§ **Exercise requirements**
Please extract each line of the listing below that contains the string "white". Case counts.

======

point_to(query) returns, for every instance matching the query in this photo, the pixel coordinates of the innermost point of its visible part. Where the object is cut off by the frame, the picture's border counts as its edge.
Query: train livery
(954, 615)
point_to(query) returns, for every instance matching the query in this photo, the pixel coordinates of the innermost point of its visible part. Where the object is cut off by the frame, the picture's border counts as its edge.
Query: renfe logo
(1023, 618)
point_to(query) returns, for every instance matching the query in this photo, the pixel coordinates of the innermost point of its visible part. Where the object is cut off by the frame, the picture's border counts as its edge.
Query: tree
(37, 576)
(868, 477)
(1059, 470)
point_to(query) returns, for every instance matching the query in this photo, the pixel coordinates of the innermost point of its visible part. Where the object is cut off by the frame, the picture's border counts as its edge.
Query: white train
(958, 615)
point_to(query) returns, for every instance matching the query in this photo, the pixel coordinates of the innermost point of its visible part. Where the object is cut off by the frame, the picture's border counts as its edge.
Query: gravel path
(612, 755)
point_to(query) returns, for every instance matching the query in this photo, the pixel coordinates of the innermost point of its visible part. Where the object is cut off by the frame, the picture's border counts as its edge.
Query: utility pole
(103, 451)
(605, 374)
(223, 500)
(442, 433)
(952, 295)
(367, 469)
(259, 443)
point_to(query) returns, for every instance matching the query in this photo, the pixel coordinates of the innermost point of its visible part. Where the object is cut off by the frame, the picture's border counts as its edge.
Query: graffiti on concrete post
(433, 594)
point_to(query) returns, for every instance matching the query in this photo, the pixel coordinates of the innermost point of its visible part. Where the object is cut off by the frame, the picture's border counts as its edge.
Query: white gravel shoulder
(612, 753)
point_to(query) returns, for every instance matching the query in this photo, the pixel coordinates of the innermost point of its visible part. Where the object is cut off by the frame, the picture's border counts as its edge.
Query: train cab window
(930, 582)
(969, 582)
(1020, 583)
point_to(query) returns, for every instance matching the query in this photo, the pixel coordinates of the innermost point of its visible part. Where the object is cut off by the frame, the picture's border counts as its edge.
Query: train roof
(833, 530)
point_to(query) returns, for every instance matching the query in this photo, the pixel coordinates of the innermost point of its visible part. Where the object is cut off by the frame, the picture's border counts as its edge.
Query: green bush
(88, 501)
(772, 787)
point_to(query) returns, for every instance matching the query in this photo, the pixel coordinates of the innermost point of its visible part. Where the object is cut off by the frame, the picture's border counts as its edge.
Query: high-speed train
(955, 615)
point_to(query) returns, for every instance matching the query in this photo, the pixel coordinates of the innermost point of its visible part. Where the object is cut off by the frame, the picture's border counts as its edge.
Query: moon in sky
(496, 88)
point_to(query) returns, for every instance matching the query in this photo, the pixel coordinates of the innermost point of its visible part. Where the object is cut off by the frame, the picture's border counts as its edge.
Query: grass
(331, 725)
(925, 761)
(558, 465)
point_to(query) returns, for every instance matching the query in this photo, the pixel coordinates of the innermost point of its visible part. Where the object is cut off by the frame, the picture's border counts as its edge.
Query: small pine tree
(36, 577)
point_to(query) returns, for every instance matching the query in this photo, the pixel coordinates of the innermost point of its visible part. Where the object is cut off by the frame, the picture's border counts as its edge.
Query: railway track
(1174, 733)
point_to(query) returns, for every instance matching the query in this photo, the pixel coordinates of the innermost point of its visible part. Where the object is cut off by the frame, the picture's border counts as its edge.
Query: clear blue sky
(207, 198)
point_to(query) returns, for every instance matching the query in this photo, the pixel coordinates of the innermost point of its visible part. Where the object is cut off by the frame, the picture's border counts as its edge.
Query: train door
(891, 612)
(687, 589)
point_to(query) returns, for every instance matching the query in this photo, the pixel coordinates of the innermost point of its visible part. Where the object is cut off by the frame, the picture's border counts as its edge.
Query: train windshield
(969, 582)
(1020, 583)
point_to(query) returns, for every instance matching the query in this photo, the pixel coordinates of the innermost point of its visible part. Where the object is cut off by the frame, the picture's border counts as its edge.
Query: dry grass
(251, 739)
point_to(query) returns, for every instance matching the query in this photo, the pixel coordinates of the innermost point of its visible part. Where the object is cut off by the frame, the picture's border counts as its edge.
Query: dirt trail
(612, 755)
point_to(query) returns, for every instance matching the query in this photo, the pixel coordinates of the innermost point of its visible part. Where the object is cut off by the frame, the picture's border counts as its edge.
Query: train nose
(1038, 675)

======

§ **Output of the exercise**
Query: white train
Query: white gravel shoulder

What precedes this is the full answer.